과제 내용 |
아래 레코드에서 "Place a marker on the player's hand" 문구가 있는 줄부터 "Place a marker on the spectator wearing" 문구가 있는 줄까지, 양 끝 줄을 포함하여 한 글자도 바꾸지 말고 그대로 출력하시오.
### 처리할 데이터 ###
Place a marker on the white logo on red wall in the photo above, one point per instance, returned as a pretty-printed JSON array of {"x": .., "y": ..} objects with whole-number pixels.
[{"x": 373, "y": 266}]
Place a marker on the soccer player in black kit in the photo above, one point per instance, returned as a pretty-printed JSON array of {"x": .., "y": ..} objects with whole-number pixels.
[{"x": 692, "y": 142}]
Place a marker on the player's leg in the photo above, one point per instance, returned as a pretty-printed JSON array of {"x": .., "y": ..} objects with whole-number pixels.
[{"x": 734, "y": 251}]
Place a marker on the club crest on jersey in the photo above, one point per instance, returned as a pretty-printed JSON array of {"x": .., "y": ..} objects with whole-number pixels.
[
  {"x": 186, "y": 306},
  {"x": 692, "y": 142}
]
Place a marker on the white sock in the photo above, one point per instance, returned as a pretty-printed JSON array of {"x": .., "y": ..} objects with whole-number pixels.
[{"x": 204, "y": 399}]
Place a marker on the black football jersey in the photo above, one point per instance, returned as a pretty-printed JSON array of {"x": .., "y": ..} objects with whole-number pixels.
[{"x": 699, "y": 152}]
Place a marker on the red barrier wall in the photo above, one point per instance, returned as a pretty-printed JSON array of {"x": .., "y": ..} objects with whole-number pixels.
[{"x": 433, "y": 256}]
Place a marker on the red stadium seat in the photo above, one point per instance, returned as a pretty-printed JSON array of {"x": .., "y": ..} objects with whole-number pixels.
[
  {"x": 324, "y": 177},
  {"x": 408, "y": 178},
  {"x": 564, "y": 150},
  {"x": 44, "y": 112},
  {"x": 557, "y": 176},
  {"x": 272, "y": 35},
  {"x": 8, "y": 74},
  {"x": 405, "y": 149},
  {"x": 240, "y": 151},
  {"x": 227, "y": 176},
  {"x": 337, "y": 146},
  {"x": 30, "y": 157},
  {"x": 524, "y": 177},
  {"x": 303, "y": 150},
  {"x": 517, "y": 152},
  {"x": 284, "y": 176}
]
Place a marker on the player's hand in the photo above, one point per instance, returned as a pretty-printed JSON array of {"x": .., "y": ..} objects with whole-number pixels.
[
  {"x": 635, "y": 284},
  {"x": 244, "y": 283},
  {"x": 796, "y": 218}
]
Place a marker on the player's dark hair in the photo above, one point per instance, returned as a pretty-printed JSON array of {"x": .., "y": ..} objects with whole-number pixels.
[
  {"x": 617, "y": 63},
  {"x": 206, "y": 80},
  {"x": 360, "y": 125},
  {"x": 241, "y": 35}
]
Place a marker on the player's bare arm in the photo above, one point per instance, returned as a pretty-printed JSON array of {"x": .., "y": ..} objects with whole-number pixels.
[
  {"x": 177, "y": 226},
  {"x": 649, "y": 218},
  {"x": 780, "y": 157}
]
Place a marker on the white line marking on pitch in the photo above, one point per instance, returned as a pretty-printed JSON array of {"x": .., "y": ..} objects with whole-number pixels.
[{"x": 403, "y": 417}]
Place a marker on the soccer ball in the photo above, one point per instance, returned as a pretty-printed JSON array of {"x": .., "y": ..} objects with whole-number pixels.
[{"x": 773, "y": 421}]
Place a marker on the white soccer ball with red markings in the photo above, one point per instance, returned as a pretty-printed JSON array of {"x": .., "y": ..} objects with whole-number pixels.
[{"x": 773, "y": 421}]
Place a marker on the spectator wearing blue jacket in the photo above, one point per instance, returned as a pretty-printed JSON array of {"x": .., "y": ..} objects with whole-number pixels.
###
### 처리할 데이터 ###
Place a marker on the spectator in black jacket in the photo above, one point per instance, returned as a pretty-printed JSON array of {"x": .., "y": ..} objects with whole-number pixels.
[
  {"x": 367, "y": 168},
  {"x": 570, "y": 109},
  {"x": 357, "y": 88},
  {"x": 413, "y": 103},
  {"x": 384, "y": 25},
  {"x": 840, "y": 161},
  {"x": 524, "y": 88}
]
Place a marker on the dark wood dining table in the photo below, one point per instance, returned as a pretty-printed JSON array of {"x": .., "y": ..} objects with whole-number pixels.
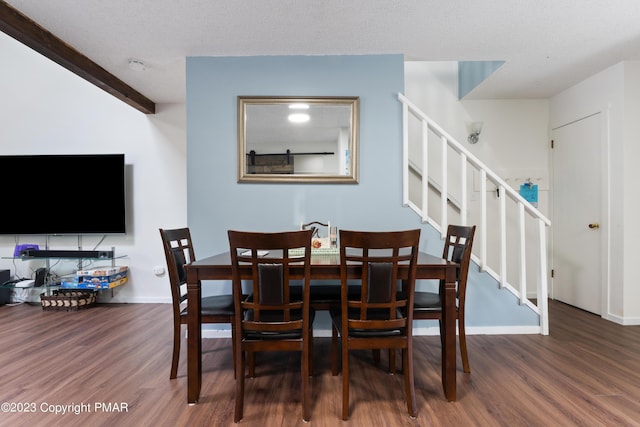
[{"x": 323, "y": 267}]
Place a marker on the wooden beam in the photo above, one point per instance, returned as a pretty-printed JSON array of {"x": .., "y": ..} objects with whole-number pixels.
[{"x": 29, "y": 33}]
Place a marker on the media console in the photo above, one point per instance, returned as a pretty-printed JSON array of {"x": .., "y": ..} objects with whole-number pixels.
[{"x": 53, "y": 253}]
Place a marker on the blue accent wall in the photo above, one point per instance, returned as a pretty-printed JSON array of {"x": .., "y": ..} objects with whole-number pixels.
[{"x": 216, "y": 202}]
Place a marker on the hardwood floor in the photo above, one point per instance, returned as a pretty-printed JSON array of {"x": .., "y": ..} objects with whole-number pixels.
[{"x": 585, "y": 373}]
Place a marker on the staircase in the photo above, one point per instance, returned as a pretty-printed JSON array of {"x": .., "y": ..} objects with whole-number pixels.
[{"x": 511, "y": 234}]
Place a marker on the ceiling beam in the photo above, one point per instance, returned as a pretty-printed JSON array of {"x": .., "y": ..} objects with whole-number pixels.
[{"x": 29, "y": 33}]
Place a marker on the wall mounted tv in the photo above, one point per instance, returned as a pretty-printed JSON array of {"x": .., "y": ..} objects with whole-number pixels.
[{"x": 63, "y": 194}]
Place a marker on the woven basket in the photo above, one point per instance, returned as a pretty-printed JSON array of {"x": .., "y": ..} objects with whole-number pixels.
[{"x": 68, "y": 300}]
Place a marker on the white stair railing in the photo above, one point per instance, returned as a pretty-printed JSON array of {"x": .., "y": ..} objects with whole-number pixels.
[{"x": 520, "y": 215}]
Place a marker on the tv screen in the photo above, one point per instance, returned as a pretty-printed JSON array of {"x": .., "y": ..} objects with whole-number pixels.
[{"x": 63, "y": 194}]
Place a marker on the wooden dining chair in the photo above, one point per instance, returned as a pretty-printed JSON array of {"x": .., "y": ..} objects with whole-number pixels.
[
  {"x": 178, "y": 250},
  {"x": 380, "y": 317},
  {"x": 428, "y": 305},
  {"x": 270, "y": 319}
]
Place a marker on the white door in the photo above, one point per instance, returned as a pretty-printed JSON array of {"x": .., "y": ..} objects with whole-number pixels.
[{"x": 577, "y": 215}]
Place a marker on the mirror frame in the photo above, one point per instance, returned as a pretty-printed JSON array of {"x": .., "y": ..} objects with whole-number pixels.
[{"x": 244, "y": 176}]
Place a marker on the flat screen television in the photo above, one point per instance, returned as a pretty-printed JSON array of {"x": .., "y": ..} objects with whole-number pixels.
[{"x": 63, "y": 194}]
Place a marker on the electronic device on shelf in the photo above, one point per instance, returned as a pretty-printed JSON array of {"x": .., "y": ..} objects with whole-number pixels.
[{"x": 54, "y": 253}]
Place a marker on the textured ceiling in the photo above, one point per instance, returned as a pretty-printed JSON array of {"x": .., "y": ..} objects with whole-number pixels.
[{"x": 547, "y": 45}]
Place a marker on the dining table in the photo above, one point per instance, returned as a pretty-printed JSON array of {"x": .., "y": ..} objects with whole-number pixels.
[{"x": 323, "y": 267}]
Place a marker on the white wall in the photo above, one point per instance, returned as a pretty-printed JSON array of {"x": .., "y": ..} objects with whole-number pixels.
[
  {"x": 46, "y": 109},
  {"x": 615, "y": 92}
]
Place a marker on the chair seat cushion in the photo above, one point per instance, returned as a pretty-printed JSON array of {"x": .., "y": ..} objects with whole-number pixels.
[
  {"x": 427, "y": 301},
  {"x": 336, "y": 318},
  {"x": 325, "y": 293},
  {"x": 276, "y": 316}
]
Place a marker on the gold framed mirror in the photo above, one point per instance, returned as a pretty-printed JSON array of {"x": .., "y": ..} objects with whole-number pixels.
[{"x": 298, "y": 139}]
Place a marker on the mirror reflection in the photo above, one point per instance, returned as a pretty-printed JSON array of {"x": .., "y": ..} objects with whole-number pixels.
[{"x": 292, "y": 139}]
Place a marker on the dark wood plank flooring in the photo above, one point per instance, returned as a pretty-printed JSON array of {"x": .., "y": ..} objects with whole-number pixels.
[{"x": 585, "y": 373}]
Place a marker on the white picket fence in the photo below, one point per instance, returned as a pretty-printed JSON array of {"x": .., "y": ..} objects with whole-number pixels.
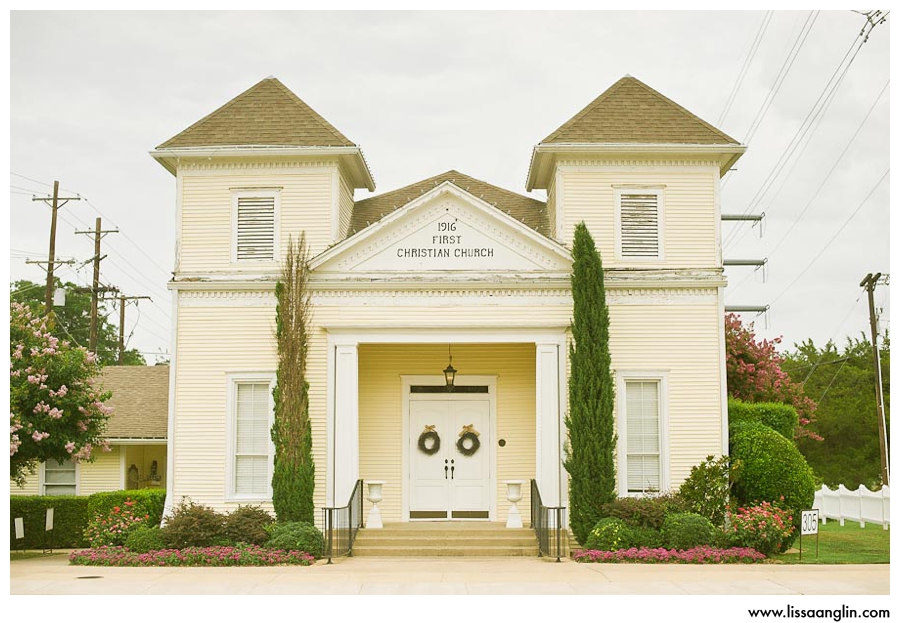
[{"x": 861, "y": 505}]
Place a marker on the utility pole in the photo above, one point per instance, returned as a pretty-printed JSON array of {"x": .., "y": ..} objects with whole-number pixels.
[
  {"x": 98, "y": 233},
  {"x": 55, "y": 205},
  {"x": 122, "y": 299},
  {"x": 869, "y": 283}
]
###
과제 결과 |
Place a marker on the player's hand in the photo above, one point per instance, returned as a pretty-printed JSON array of {"x": .., "y": ..} objects with whole-number pixels.
[
  {"x": 635, "y": 284},
  {"x": 244, "y": 283},
  {"x": 796, "y": 218}
]
Place a marker on the player's dark hair in the photo above, one point per instance, returned as a pretty-printed JSON array of {"x": .., "y": ..} objects with whole-number pixels.
[
  {"x": 617, "y": 63},
  {"x": 206, "y": 80},
  {"x": 360, "y": 125},
  {"x": 241, "y": 35}
]
Place a marker on the player's bare arm in the photo above, one point per instance, returned as a pretty-printed JSON array of {"x": .., "y": ..} objects with whole-number pixels.
[
  {"x": 177, "y": 226},
  {"x": 649, "y": 218},
  {"x": 780, "y": 157}
]
Place a marker on the white line marking on pitch in the photo above, one point per instance, returned as a pretty-printed JSON array of {"x": .., "y": ..} objects with whole-number pixels.
[{"x": 403, "y": 417}]
Place a marker on the soccer ball in the photo above, one point per instance, returned as a pretty-printed JSON array of {"x": .., "y": ..} objects with whole-number pixels.
[{"x": 773, "y": 421}]
Place a marker on the white soccer ball with red markings in the photo above, one point per instance, returned as a pretty-printed JSON array of {"x": .., "y": ..} objects with whole-number pixels.
[{"x": 773, "y": 421}]
Place a marker on the spectator wearing blue jacket in the photo above, one point per instance, returned as a pretty-printed JSON array of {"x": .., "y": ..} objects with whole-number pixels.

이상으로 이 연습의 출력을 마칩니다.